## MATERIAL FOR THIS TASK
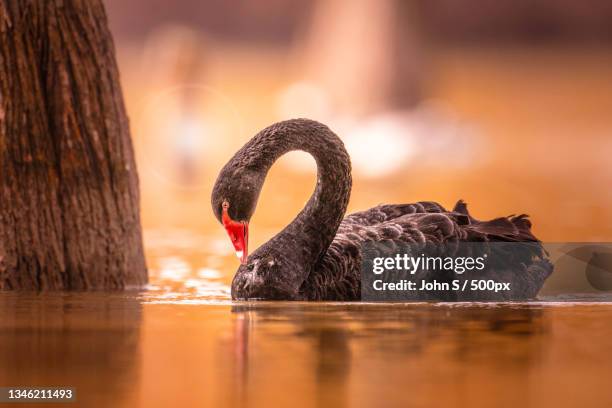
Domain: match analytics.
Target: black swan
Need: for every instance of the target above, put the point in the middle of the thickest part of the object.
(318, 255)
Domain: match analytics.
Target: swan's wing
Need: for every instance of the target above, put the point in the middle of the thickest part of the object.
(338, 275)
(388, 212)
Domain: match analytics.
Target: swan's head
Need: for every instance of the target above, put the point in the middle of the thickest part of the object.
(261, 278)
(234, 199)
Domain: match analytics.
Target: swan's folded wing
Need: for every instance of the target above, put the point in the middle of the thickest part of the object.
(387, 212)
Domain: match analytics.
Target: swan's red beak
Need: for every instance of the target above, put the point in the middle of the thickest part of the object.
(239, 235)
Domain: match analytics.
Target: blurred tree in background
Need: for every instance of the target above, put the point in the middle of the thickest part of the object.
(69, 200)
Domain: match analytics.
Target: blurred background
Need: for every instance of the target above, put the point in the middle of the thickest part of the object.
(504, 104)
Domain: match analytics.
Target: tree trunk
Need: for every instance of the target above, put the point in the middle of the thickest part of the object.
(69, 201)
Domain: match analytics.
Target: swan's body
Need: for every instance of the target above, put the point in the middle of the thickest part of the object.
(318, 256)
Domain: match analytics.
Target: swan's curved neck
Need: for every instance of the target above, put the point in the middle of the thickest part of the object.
(306, 239)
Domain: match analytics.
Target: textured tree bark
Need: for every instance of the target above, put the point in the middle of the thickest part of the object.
(69, 201)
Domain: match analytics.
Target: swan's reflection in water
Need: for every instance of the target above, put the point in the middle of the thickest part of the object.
(353, 355)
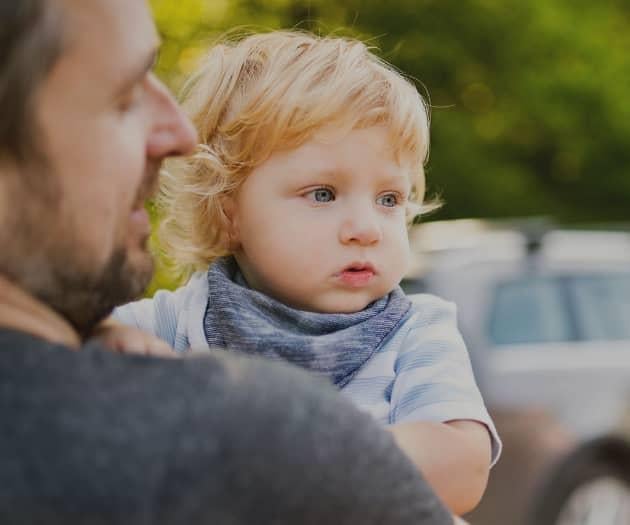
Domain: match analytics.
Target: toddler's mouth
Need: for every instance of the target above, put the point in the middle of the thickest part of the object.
(357, 274)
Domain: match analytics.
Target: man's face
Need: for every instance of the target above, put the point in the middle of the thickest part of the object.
(76, 228)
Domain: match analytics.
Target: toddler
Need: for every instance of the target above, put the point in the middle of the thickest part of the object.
(293, 216)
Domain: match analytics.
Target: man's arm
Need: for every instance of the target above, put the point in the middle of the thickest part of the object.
(265, 443)
(454, 457)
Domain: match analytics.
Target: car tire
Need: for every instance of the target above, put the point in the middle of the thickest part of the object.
(598, 469)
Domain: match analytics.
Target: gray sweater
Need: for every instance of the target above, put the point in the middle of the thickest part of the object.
(94, 437)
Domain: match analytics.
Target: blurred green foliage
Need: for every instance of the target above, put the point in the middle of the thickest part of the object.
(530, 112)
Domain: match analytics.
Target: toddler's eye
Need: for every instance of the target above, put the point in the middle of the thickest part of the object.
(322, 195)
(388, 200)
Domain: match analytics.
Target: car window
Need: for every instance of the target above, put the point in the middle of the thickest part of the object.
(529, 310)
(602, 306)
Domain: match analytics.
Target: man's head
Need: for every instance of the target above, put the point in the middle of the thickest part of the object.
(274, 92)
(92, 125)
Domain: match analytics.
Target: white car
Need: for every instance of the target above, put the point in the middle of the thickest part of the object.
(546, 317)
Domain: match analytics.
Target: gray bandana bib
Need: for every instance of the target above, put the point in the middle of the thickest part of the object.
(240, 319)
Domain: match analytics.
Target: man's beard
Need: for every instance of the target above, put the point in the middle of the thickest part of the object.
(42, 254)
(85, 298)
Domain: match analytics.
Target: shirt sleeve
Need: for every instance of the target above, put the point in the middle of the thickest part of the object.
(434, 378)
(174, 316)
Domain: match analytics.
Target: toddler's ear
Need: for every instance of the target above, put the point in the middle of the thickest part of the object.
(230, 219)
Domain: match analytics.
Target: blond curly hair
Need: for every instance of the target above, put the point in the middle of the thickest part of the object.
(265, 92)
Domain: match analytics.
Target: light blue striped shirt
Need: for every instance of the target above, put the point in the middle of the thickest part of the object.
(421, 372)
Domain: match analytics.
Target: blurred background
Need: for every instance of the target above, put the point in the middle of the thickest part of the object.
(530, 119)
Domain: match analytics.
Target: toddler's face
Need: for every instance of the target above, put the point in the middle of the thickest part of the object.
(322, 227)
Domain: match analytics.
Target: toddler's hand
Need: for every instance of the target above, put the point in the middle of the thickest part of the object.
(129, 340)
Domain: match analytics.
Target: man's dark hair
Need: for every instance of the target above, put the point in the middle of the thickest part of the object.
(31, 37)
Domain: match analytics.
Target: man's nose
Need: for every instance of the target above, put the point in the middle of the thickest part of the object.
(361, 227)
(172, 133)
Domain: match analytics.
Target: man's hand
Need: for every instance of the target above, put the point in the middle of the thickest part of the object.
(129, 340)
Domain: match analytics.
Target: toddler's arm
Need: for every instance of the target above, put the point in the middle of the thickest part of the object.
(437, 414)
(130, 340)
(454, 457)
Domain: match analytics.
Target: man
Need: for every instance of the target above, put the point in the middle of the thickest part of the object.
(91, 436)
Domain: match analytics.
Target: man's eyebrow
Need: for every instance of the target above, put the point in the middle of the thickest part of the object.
(137, 74)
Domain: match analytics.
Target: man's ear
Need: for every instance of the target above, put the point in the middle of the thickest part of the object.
(231, 223)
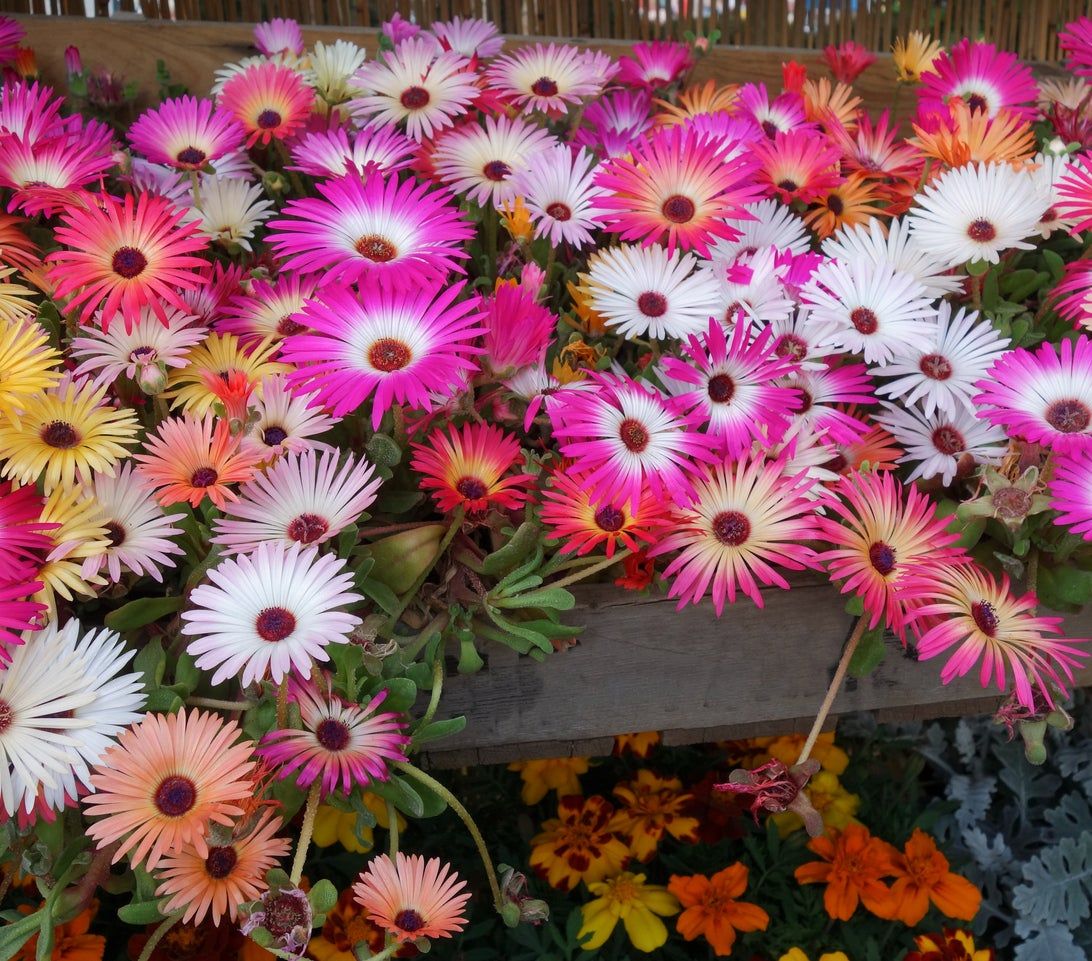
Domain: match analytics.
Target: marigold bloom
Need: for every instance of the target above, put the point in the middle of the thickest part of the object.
(542, 776)
(411, 898)
(578, 844)
(125, 256)
(852, 867)
(711, 909)
(637, 904)
(168, 778)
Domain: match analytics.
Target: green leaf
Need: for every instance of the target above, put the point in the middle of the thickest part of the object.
(138, 614)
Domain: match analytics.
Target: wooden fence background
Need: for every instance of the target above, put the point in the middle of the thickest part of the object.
(1028, 27)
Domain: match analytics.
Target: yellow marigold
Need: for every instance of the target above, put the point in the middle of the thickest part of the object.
(542, 776)
(638, 905)
(649, 808)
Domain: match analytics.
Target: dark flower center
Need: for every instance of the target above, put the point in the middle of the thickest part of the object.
(307, 529)
(389, 355)
(274, 624)
(882, 557)
(176, 795)
(220, 862)
(415, 97)
(651, 304)
(60, 435)
(1068, 416)
(731, 528)
(333, 735)
(864, 320)
(678, 209)
(128, 262)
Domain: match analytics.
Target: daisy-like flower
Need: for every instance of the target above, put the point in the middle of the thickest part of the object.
(393, 346)
(341, 744)
(650, 292)
(165, 782)
(733, 386)
(143, 354)
(270, 613)
(1043, 396)
(886, 537)
(270, 101)
(411, 898)
(141, 537)
(304, 498)
(940, 443)
(481, 161)
(339, 152)
(122, 257)
(678, 186)
(186, 133)
(984, 78)
(470, 36)
(976, 212)
(625, 435)
(985, 621)
(469, 469)
(546, 76)
(945, 376)
(229, 210)
(415, 85)
(747, 520)
(875, 309)
(583, 525)
(189, 459)
(897, 247)
(402, 233)
(230, 874)
(64, 432)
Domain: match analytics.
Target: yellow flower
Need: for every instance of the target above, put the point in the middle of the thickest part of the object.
(628, 899)
(541, 778)
(217, 358)
(914, 56)
(64, 434)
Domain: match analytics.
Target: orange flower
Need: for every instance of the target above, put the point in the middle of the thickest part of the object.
(652, 806)
(710, 908)
(853, 863)
(578, 844)
(921, 876)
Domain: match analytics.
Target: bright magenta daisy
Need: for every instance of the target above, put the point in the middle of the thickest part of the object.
(889, 545)
(746, 521)
(341, 743)
(411, 898)
(469, 469)
(1043, 396)
(270, 101)
(984, 78)
(679, 187)
(625, 435)
(403, 233)
(123, 257)
(733, 386)
(391, 345)
(986, 623)
(186, 133)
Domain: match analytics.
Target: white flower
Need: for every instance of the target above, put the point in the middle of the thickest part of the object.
(942, 375)
(270, 613)
(648, 292)
(873, 309)
(976, 212)
(939, 441)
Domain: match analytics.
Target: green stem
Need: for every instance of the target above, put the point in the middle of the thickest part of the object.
(158, 934)
(464, 816)
(305, 832)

## WHAT IS BEING ASKED
Collect every line in the entries above that contains the string "daisy". Copy each line in full, in the order it appears.

## EXERCISE RESPONSE
Target: daisy-like flower
Target: bright magenta daisy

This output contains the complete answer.